Which lines in the items below contain the word "shorts"? List every such line in full, and treat uppercase and lowercase letters as different.

— start of Extracted entries —

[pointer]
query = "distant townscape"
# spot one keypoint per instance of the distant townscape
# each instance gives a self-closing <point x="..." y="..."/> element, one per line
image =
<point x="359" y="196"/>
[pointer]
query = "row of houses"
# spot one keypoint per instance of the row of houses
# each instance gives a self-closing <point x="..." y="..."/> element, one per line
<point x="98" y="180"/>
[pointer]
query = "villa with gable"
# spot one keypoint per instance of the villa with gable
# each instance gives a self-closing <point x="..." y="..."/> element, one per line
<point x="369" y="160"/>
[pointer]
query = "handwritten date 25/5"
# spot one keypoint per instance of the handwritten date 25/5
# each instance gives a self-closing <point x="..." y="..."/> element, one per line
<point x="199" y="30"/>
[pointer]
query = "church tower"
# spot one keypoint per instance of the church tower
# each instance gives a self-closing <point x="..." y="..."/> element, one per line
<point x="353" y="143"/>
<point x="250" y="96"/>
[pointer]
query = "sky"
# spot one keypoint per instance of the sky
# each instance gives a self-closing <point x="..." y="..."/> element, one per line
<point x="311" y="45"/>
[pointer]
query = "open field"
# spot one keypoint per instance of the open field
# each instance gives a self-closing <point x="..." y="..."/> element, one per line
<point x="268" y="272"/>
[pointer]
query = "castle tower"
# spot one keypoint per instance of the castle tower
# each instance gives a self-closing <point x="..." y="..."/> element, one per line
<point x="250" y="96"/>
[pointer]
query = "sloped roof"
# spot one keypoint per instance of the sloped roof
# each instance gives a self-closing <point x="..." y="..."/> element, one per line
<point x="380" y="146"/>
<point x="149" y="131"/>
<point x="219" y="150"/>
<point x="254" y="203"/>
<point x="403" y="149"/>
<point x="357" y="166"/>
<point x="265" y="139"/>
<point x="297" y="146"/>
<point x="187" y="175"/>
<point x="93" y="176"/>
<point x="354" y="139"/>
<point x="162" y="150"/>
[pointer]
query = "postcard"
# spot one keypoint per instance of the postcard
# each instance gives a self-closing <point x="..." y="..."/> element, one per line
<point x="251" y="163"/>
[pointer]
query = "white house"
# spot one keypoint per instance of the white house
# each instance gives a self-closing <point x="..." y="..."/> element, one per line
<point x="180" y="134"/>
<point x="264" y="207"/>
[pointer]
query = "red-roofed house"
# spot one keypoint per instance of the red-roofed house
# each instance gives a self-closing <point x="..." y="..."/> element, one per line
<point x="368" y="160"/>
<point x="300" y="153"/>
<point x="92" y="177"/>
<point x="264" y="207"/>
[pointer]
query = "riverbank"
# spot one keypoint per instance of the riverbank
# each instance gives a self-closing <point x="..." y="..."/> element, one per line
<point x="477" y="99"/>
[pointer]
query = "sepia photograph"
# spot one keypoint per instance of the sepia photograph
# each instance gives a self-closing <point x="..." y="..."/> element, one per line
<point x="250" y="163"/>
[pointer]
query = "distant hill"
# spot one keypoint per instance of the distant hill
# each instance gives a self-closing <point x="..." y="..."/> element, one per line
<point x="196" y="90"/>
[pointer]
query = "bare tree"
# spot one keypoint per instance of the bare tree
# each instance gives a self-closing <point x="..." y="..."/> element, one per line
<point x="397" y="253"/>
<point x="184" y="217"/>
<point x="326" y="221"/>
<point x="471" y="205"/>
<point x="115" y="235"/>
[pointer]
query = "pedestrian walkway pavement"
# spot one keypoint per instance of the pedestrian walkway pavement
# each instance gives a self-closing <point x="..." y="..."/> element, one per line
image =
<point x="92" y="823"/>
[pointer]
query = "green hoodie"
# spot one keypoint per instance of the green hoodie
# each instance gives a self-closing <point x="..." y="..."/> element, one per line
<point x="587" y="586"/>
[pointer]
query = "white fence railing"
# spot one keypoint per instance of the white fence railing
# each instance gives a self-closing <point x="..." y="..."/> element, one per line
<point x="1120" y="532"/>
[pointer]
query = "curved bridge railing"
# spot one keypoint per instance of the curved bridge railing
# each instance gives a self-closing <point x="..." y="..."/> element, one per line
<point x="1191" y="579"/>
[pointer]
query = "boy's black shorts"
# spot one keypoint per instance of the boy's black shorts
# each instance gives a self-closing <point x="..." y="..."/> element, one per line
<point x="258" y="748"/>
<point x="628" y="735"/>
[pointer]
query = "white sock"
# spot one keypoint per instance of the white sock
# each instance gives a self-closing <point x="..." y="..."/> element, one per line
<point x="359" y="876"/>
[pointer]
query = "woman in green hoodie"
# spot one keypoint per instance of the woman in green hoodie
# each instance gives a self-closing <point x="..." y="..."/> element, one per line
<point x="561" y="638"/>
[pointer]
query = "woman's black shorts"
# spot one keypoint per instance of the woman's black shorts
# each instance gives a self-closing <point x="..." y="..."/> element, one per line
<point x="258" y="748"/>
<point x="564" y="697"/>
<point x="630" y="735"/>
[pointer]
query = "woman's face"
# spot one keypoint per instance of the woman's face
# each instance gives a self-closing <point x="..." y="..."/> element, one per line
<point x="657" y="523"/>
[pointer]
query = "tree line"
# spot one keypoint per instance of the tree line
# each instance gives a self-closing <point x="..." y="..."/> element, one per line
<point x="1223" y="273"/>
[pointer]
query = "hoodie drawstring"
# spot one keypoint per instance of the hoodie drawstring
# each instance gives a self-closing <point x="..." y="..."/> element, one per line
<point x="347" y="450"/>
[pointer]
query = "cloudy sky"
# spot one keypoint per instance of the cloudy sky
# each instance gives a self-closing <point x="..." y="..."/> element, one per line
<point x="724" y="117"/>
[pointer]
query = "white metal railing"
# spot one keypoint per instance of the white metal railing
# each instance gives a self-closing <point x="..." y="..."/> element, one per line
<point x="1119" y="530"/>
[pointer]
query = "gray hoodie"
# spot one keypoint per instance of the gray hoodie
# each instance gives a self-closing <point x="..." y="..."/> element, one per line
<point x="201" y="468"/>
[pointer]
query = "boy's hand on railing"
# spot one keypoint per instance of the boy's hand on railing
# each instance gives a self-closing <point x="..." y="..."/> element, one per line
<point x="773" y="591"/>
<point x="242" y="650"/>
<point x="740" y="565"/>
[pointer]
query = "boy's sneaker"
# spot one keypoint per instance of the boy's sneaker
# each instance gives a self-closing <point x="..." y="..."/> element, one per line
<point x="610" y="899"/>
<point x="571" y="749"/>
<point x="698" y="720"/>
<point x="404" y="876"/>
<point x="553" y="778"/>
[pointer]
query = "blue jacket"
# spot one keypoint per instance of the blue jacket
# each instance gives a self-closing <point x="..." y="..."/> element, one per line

— end of Extracted entries —

* **Response for this exercise**:
query = "boy's black shorts"
# spot one keypoint per instance of the boy's black shorts
query = "woman's black shorts"
# spot one keypoint per instance of the woman's black shorts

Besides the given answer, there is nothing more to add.